Source data:
______________________________

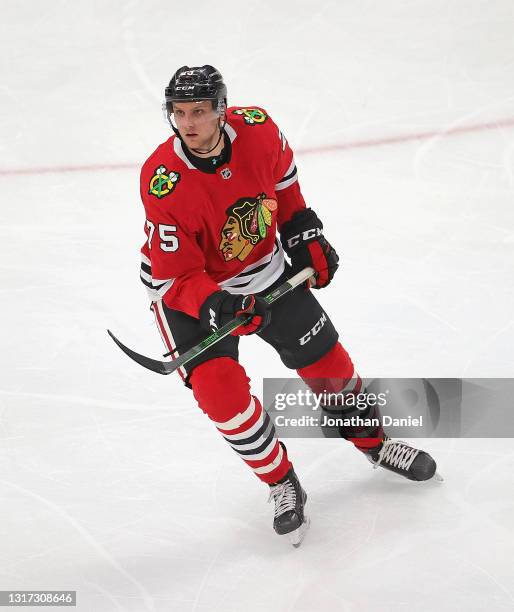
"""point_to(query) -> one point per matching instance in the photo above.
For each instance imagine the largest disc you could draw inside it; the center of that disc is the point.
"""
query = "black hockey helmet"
(196, 84)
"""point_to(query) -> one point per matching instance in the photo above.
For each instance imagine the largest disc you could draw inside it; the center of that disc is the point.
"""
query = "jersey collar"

______________________________

The problem: A faithful, complete copy of the entries is required, without the pictures.

Answer to this exercise:
"""point_to(query) -> one point per matching instance in the photo above.
For each instance imagine the largest disc you could draw inside it; the center of that disc is the point.
"""
query = "black hockey helmet"
(196, 84)
"""point_to(query) -> one point per matching instance in the photo above.
For each instance imagine the largest disc you could draw inside it; the center of that disc is the point.
"""
query = "jersey collar"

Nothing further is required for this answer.